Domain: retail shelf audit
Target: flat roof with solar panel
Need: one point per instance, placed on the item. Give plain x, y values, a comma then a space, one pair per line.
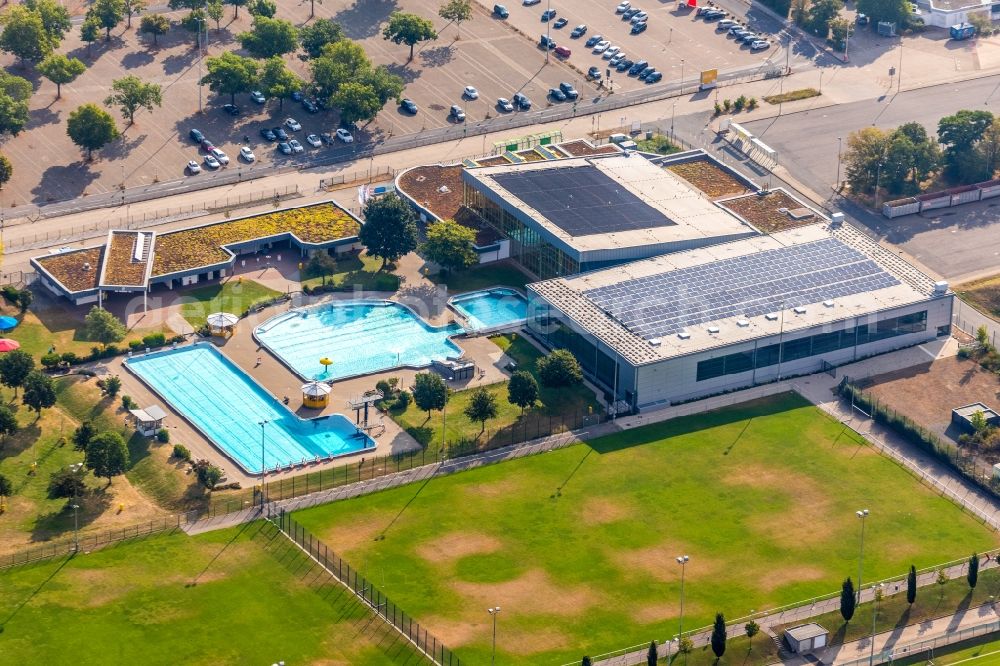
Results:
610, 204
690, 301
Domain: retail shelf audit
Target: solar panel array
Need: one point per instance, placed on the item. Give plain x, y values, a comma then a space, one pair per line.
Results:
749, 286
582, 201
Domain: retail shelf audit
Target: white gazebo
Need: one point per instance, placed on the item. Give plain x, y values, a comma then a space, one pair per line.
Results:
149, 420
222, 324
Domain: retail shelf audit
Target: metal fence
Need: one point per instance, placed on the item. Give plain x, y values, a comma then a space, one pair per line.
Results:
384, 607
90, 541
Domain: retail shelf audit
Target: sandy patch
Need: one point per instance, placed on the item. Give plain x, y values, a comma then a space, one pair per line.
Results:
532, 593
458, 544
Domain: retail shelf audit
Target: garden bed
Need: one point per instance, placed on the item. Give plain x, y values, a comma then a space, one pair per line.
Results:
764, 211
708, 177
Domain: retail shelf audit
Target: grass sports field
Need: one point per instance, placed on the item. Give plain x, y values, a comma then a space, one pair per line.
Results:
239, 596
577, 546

--------------------------------------------------

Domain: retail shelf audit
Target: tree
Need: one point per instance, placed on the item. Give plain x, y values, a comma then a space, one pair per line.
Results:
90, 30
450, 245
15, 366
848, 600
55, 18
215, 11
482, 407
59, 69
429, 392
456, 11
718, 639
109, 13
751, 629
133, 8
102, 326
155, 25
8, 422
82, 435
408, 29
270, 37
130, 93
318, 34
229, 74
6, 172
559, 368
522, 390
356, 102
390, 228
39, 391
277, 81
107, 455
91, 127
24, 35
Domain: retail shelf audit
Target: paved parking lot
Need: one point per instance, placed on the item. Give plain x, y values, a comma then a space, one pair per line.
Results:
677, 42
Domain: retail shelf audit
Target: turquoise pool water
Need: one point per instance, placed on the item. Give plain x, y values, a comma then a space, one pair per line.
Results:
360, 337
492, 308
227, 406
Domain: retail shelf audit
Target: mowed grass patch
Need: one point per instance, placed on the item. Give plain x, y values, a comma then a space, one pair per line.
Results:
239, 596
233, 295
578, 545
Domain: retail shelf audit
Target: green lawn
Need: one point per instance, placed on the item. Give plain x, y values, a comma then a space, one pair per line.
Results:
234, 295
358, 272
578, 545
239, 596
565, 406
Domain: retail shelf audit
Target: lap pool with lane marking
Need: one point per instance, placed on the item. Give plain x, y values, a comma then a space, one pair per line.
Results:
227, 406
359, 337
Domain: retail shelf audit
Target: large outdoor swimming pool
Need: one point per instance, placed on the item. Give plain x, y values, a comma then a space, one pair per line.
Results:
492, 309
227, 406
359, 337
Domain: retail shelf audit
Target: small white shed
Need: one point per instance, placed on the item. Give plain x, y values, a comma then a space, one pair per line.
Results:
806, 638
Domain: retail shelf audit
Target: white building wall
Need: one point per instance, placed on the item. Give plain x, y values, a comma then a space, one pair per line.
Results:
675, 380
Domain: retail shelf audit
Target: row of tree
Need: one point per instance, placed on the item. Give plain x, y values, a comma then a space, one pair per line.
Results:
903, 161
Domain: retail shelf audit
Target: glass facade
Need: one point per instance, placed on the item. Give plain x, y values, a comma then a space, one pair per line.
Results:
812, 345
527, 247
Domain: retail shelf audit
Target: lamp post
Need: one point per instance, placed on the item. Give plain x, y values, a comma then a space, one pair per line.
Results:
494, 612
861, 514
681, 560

--------------------------------------------------

■ EXERCISE AIM
Pick out every line of the material above that contains the string "pool", treating uppercase and lowercase as different.

■ SOLUTION TO THE EXERCISE
Target: turquoise pool water
Target: lap pool with lane marking
Target: large outdoor swimming pool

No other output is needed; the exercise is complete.